Spatial localization data
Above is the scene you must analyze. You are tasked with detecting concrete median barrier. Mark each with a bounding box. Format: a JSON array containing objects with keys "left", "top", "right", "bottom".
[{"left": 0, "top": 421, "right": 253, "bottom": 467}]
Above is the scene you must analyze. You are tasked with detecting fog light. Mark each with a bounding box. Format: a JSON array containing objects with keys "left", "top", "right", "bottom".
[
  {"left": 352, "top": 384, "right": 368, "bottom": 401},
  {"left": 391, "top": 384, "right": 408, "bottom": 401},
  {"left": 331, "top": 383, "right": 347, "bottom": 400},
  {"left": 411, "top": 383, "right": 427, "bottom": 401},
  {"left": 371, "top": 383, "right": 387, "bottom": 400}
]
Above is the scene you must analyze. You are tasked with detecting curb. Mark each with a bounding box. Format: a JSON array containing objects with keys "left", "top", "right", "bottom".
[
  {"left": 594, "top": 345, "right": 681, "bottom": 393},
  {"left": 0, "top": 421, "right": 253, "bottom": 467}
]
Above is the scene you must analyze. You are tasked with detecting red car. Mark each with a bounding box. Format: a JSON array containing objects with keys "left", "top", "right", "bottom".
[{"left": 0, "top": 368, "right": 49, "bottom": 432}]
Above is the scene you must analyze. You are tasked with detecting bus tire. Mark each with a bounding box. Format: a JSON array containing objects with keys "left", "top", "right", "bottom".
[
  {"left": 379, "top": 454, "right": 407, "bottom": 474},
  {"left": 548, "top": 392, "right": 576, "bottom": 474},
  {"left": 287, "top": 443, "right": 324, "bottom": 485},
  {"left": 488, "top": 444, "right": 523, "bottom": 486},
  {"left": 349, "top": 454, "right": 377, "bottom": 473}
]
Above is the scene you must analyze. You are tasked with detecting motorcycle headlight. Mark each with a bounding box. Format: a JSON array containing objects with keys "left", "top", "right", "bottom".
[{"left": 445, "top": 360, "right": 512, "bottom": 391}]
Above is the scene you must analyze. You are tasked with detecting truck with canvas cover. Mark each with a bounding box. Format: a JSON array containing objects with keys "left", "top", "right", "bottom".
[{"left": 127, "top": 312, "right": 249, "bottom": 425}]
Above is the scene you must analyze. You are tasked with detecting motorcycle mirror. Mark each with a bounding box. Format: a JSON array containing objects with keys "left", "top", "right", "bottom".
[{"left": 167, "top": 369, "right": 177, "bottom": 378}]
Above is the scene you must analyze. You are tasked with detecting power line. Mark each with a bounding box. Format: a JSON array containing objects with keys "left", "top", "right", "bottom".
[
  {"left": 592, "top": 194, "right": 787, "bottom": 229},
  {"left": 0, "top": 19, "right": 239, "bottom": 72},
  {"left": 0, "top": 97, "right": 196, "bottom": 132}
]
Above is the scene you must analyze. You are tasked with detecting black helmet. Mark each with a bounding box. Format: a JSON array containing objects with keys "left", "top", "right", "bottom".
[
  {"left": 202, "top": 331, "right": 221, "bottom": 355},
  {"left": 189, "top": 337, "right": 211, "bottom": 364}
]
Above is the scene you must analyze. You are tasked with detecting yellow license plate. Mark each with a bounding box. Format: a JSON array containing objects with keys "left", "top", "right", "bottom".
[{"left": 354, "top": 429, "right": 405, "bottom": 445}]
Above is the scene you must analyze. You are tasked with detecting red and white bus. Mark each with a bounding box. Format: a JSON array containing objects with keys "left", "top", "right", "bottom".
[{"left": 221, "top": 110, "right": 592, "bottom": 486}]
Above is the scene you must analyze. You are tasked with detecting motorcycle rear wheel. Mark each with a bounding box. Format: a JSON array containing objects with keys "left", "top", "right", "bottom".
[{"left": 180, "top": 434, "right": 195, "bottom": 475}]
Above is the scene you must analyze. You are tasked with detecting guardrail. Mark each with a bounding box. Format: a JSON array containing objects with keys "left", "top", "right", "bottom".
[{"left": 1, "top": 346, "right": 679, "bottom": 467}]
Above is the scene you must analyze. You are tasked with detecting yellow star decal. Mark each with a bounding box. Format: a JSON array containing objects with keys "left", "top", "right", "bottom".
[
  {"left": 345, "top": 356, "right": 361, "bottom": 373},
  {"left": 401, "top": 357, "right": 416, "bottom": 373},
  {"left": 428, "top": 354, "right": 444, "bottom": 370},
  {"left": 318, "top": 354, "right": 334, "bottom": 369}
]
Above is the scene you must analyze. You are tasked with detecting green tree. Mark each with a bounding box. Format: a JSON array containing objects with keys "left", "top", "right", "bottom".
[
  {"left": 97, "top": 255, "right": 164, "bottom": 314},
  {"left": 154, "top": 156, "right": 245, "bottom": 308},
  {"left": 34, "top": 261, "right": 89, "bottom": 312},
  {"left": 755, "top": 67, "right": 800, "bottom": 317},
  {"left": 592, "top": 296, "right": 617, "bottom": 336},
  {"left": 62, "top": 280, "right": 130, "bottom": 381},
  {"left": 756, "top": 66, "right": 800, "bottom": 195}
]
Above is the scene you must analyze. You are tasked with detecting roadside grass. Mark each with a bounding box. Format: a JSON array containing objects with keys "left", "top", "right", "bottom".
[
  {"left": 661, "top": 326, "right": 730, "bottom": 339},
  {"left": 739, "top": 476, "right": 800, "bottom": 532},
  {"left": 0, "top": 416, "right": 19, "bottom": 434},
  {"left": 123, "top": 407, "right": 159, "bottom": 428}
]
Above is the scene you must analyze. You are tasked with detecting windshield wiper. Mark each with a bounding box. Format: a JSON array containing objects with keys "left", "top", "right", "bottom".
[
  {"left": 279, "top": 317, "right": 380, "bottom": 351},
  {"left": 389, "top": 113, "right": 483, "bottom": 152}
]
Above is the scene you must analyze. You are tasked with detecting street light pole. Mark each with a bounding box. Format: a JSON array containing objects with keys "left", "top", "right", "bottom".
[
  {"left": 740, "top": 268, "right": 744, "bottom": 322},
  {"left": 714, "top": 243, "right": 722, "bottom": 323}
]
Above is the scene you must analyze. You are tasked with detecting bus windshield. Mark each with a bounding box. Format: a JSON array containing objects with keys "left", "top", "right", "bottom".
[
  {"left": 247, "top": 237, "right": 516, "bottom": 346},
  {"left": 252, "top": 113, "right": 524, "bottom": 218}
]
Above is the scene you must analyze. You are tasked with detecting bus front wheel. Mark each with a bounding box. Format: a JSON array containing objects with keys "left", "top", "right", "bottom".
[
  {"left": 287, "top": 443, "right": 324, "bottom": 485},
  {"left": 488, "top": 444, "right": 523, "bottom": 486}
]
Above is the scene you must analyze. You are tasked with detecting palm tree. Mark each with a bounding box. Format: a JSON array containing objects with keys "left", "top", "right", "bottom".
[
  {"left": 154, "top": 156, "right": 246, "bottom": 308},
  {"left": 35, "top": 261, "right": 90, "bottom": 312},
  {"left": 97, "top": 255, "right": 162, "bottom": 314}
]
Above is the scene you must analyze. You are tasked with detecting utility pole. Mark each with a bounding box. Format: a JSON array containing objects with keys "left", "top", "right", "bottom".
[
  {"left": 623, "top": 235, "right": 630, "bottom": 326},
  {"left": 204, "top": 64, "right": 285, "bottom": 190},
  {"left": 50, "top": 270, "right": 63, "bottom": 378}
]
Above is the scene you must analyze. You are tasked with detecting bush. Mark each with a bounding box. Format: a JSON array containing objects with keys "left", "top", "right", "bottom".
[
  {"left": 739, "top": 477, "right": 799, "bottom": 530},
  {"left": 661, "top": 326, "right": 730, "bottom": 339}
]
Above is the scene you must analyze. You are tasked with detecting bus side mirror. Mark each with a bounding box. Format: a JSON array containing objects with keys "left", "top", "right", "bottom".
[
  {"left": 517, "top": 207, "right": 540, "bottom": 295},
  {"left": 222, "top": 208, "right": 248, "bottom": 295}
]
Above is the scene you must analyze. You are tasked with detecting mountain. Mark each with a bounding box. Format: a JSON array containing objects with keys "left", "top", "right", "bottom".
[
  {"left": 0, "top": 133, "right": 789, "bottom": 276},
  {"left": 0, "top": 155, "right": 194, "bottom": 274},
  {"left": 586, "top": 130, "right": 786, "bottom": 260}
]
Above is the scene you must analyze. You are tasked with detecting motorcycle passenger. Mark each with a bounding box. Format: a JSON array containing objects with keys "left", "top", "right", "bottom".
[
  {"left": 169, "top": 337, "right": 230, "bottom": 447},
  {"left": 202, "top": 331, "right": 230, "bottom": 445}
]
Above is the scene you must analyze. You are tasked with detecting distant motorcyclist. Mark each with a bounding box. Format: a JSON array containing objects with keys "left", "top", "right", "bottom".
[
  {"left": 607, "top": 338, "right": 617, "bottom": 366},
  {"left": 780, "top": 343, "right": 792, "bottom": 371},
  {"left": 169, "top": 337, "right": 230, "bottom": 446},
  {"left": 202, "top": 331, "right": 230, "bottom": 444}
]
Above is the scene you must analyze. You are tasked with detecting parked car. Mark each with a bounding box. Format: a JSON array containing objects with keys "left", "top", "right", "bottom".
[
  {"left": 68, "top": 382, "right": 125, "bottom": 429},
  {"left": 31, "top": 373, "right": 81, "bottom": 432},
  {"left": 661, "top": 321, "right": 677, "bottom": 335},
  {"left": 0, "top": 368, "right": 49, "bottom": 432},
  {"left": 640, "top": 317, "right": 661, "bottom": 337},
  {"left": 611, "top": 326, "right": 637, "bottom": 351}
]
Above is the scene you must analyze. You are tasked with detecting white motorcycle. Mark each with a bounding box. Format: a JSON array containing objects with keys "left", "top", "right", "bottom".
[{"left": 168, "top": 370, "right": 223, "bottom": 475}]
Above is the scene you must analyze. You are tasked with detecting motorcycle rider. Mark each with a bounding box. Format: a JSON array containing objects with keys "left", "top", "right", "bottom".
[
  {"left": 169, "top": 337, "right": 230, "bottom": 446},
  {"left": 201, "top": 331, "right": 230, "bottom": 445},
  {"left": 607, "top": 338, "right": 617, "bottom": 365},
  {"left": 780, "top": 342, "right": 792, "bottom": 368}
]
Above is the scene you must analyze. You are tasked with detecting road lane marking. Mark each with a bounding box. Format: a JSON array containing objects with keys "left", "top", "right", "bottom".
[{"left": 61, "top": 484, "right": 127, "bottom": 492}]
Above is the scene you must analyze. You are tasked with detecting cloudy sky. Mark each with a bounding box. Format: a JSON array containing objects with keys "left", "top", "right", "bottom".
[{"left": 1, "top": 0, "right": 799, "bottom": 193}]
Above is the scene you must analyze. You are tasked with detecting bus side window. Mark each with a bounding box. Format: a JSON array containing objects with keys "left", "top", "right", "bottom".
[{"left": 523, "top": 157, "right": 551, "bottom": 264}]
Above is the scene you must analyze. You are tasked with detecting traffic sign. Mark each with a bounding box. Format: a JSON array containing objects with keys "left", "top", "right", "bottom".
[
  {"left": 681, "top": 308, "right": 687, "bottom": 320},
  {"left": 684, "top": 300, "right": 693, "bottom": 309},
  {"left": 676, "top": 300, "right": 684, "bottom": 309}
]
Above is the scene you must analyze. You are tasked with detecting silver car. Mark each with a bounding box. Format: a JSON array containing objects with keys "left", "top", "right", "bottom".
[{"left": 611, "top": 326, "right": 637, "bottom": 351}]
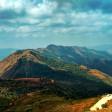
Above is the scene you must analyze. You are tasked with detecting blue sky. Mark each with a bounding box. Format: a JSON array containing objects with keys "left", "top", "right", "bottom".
[{"left": 0, "top": 0, "right": 112, "bottom": 48}]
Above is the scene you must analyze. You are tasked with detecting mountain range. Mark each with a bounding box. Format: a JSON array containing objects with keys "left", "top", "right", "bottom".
[
  {"left": 37, "top": 45, "right": 112, "bottom": 75},
  {"left": 0, "top": 48, "right": 112, "bottom": 98},
  {"left": 0, "top": 45, "right": 112, "bottom": 111}
]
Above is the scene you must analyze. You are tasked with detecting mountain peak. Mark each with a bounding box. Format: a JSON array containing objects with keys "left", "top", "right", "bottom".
[
  {"left": 7, "top": 49, "right": 44, "bottom": 63},
  {"left": 0, "top": 49, "right": 46, "bottom": 79},
  {"left": 47, "top": 44, "right": 58, "bottom": 49}
]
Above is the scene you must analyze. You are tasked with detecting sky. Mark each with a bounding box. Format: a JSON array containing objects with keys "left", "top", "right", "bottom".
[{"left": 0, "top": 0, "right": 112, "bottom": 48}]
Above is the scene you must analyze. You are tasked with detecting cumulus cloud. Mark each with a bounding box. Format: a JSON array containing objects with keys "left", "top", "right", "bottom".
[
  {"left": 27, "top": 0, "right": 57, "bottom": 17},
  {"left": 1, "top": 10, "right": 112, "bottom": 34},
  {"left": 0, "top": 0, "right": 57, "bottom": 19},
  {"left": 0, "top": 0, "right": 112, "bottom": 48},
  {"left": 0, "top": 0, "right": 25, "bottom": 12}
]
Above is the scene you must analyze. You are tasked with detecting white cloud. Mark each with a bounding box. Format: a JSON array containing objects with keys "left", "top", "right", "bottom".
[
  {"left": 1, "top": 11, "right": 112, "bottom": 34},
  {"left": 0, "top": 0, "right": 57, "bottom": 16},
  {"left": 0, "top": 0, "right": 25, "bottom": 13},
  {"left": 28, "top": 0, "right": 57, "bottom": 17},
  {"left": 1, "top": 0, "right": 112, "bottom": 40},
  {"left": 0, "top": 25, "right": 15, "bottom": 32},
  {"left": 16, "top": 26, "right": 31, "bottom": 33}
]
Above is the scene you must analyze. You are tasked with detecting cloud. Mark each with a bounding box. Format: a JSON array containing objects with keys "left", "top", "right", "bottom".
[
  {"left": 1, "top": 0, "right": 112, "bottom": 20},
  {"left": 0, "top": 0, "right": 25, "bottom": 12},
  {"left": 52, "top": 0, "right": 112, "bottom": 13},
  {"left": 1, "top": 10, "right": 112, "bottom": 35},
  {"left": 0, "top": 0, "right": 112, "bottom": 48},
  {"left": 27, "top": 0, "right": 57, "bottom": 17},
  {"left": 0, "top": 0, "right": 57, "bottom": 19}
]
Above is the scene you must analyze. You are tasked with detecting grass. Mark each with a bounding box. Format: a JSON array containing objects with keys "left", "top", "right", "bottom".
[
  {"left": 4, "top": 92, "right": 100, "bottom": 112},
  {"left": 5, "top": 92, "right": 65, "bottom": 112}
]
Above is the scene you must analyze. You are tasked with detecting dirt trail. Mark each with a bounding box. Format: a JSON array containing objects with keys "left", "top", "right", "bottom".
[{"left": 90, "top": 94, "right": 112, "bottom": 111}]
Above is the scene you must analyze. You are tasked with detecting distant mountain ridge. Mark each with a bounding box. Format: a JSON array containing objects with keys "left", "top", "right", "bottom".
[
  {"left": 0, "top": 45, "right": 112, "bottom": 75},
  {"left": 37, "top": 44, "right": 112, "bottom": 75}
]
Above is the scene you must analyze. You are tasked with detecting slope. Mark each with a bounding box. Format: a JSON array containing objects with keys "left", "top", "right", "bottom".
[{"left": 37, "top": 44, "right": 112, "bottom": 75}]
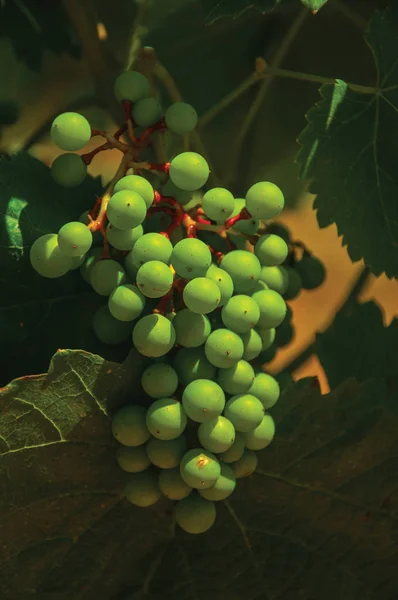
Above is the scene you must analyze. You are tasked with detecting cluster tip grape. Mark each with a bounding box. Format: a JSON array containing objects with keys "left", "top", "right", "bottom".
[{"left": 30, "top": 63, "right": 326, "bottom": 534}]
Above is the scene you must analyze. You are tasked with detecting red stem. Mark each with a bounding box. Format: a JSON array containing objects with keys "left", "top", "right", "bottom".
[{"left": 224, "top": 207, "right": 252, "bottom": 230}]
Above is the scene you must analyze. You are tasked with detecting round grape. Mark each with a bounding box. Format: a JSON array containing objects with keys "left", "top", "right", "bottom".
[
  {"left": 114, "top": 71, "right": 150, "bottom": 102},
  {"left": 205, "top": 264, "right": 234, "bottom": 306},
  {"left": 161, "top": 178, "right": 193, "bottom": 206},
  {"left": 57, "top": 221, "right": 93, "bottom": 257},
  {"left": 202, "top": 187, "right": 235, "bottom": 221},
  {"left": 173, "top": 347, "right": 216, "bottom": 385},
  {"left": 255, "top": 234, "right": 288, "bottom": 266},
  {"left": 90, "top": 259, "right": 126, "bottom": 296},
  {"left": 129, "top": 232, "right": 173, "bottom": 268},
  {"left": 245, "top": 181, "right": 284, "bottom": 219},
  {"left": 198, "top": 416, "right": 235, "bottom": 454},
  {"left": 132, "top": 97, "right": 163, "bottom": 127},
  {"left": 228, "top": 198, "right": 260, "bottom": 235},
  {"left": 259, "top": 265, "right": 289, "bottom": 295},
  {"left": 199, "top": 463, "right": 236, "bottom": 501},
  {"left": 92, "top": 304, "right": 132, "bottom": 344},
  {"left": 224, "top": 394, "right": 264, "bottom": 432},
  {"left": 136, "top": 260, "right": 173, "bottom": 298},
  {"left": 169, "top": 152, "right": 210, "bottom": 191},
  {"left": 266, "top": 222, "right": 291, "bottom": 244},
  {"left": 112, "top": 405, "right": 150, "bottom": 446},
  {"left": 141, "top": 363, "right": 178, "bottom": 398},
  {"left": 133, "top": 313, "right": 176, "bottom": 357},
  {"left": 116, "top": 445, "right": 151, "bottom": 473},
  {"left": 124, "top": 470, "right": 161, "bottom": 507},
  {"left": 107, "top": 190, "right": 147, "bottom": 230},
  {"left": 165, "top": 102, "right": 198, "bottom": 135},
  {"left": 220, "top": 250, "right": 261, "bottom": 293},
  {"left": 243, "top": 414, "right": 275, "bottom": 451},
  {"left": 146, "top": 435, "right": 187, "bottom": 468},
  {"left": 114, "top": 174, "right": 154, "bottom": 209},
  {"left": 173, "top": 309, "right": 211, "bottom": 347},
  {"left": 146, "top": 398, "right": 187, "bottom": 440},
  {"left": 220, "top": 432, "right": 245, "bottom": 463},
  {"left": 30, "top": 234, "right": 72, "bottom": 278},
  {"left": 217, "top": 360, "right": 255, "bottom": 395},
  {"left": 51, "top": 112, "right": 91, "bottom": 151},
  {"left": 294, "top": 253, "right": 326, "bottom": 290},
  {"left": 233, "top": 449, "right": 258, "bottom": 478},
  {"left": 183, "top": 278, "right": 220, "bottom": 314},
  {"left": 51, "top": 153, "right": 87, "bottom": 187},
  {"left": 221, "top": 294, "right": 260, "bottom": 334},
  {"left": 249, "top": 372, "right": 280, "bottom": 409},
  {"left": 180, "top": 448, "right": 221, "bottom": 489},
  {"left": 159, "top": 468, "right": 192, "bottom": 500},
  {"left": 175, "top": 494, "right": 216, "bottom": 534},
  {"left": 182, "top": 379, "right": 225, "bottom": 422},
  {"left": 256, "top": 327, "right": 276, "bottom": 351},
  {"left": 107, "top": 223, "right": 143, "bottom": 251},
  {"left": 204, "top": 328, "right": 244, "bottom": 369},
  {"left": 252, "top": 289, "right": 286, "bottom": 328},
  {"left": 240, "top": 329, "right": 262, "bottom": 361},
  {"left": 80, "top": 248, "right": 103, "bottom": 283},
  {"left": 171, "top": 238, "right": 212, "bottom": 279},
  {"left": 108, "top": 284, "right": 145, "bottom": 321}
]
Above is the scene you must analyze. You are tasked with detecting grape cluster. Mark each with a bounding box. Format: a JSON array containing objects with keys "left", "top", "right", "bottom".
[{"left": 30, "top": 65, "right": 313, "bottom": 534}]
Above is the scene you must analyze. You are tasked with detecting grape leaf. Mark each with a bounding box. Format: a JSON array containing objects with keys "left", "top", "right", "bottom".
[
  {"left": 0, "top": 0, "right": 80, "bottom": 70},
  {"left": 315, "top": 299, "right": 398, "bottom": 389},
  {"left": 0, "top": 153, "right": 131, "bottom": 386},
  {"left": 1, "top": 350, "right": 398, "bottom": 599},
  {"left": 296, "top": 5, "right": 398, "bottom": 278},
  {"left": 200, "top": 0, "right": 282, "bottom": 25},
  {"left": 301, "top": 0, "right": 328, "bottom": 12}
]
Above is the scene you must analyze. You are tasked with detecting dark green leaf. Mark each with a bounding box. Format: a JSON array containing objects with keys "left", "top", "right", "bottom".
[
  {"left": 201, "top": 0, "right": 282, "bottom": 25},
  {"left": 316, "top": 299, "right": 398, "bottom": 389},
  {"left": 1, "top": 354, "right": 398, "bottom": 599},
  {"left": 297, "top": 5, "right": 398, "bottom": 278},
  {"left": 0, "top": 100, "right": 19, "bottom": 125},
  {"left": 0, "top": 0, "right": 80, "bottom": 70},
  {"left": 301, "top": 0, "right": 328, "bottom": 12}
]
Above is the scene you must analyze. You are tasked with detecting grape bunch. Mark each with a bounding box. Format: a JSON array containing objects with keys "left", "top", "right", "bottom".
[{"left": 30, "top": 65, "right": 297, "bottom": 534}]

§ **The problem**
The response must contain exactly the lines from the one with "detecting grape bunch." to the end of the entries above, both included, and nothing more.

§ **Result of the exercise**
Above is the scene you must analyze. You are tasked with detecting grape bunch. Mark each with a bounding box. Format: a JSON array containing objects with keys "left", "top", "right", "bottom".
[{"left": 30, "top": 65, "right": 297, "bottom": 534}]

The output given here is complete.